== TEXTO EXTRAÍDO ==

· · · · · · ·

B) O DIREITO APLICÁVEL.
O conhecimento deste Tribunal de 2.ª instância, quanto à matéria dos autos e quanto ao objecto do recurso, é delimitado pelas conclusões das alegações da recorrente como, aliás, dispõem os art.ºs 635.º, n.º 2 e 639.º 1 e 2 do C. P. Civil, sem prejuízo do disposto no art.º 608.º, n.º 2 do C. P. Civil (questões cujo conhecimento fique prejudicado pela solução dada a outras e questões de conhecimento oficioso).
Atentas as conclusões da apelação, acima descritas, as questões submetidas ao conhecimento deste Tribunal pela apelante consistem em saber se a) a sentença deve ser alterada relativamente aos factos declarados não provados sob as als. d), e), f), g) e h), os quais devem ser declarados provados, b) a ação deve proceder na sua totalidade.
Conhecendo.
1) Relativamente à primeira questão, a saber, se a sentença deve ser alterada relativamente aos factos que o tribunal a quo declarou não provados sob as als. d), e), f), g) e h), que devem agora ser declarados provados.
O tribunal a quo declarou não provado sob a al. d), dos factos não provado da sentença que “d) O referido em 5. a 9. dos factos provados foi também realizado pelos antepossuidores do prédio referido em 2. dos factos provados”.

· · · · · · ·

== INSTRUÇÕES DE TRABALHO ==
Devolva, tal como está, o trecho do texto sobre o direito aplicável que vai de "B) O DIREITO" até "de conhecimento oficioso).". O material que se segue provém de outra fonte.

Entradas de localização de objetos em imagens:

· · · · · · ·

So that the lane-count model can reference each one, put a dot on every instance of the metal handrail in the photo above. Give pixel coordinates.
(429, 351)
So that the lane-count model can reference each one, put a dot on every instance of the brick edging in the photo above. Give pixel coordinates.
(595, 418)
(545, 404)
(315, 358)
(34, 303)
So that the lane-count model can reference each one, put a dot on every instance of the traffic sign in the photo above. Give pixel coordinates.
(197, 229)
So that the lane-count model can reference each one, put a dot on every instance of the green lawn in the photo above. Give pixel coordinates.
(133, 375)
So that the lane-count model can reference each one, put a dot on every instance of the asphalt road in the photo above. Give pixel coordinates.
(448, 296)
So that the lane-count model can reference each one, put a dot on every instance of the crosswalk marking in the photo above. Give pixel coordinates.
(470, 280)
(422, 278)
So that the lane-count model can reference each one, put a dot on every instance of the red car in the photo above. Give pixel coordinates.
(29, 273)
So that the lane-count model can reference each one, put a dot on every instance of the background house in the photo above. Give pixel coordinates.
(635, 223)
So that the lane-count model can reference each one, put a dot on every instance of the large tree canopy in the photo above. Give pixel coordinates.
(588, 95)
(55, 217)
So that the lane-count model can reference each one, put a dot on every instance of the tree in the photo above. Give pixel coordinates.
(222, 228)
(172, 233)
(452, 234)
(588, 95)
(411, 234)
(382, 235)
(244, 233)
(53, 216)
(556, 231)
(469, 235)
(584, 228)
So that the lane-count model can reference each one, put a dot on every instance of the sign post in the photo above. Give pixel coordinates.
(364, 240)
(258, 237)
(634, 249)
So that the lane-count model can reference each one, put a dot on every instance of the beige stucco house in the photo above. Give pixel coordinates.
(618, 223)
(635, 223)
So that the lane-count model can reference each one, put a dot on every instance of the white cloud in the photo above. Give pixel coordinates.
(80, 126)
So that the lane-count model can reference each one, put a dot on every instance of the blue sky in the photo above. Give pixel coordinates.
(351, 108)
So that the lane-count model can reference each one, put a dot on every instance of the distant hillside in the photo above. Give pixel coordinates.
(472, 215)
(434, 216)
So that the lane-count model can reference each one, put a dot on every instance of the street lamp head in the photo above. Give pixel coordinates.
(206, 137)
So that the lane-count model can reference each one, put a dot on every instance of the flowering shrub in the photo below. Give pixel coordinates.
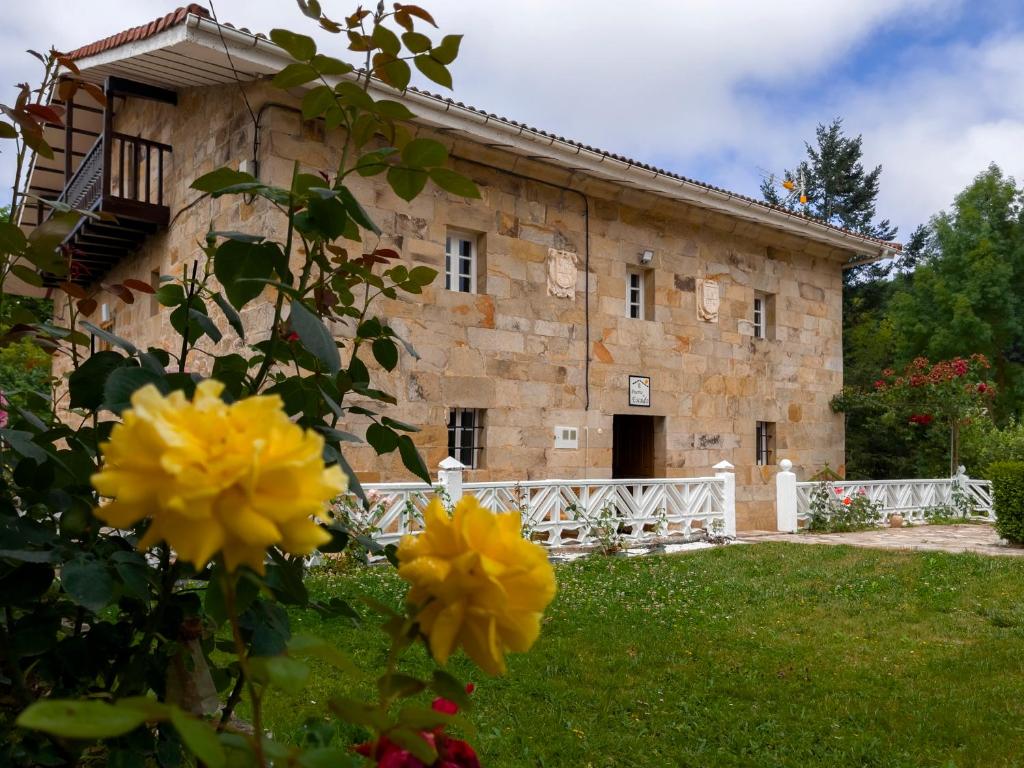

· · · · · · ·

== EM RESPOSTA ==
B) O DIREITO APLICÁVEL.
O conhecimento deste Tribunal de 2.ª instância, quanto à matéria dos autos e quanto ao objecto do recurso, é delimitado pelas conclusões das alegações da recorrente como, aliás, dispõem os art.ºs 635.º, n.º 2 e 639.º 1 e 2 do C. P. Civil, sem prejuízo do disposto no art.º 608.º, n.º 2 do C. P. Civil (questões cujo conhecimento fique prejudicado pela solução dada a outras e questões de conhecimento oficioso).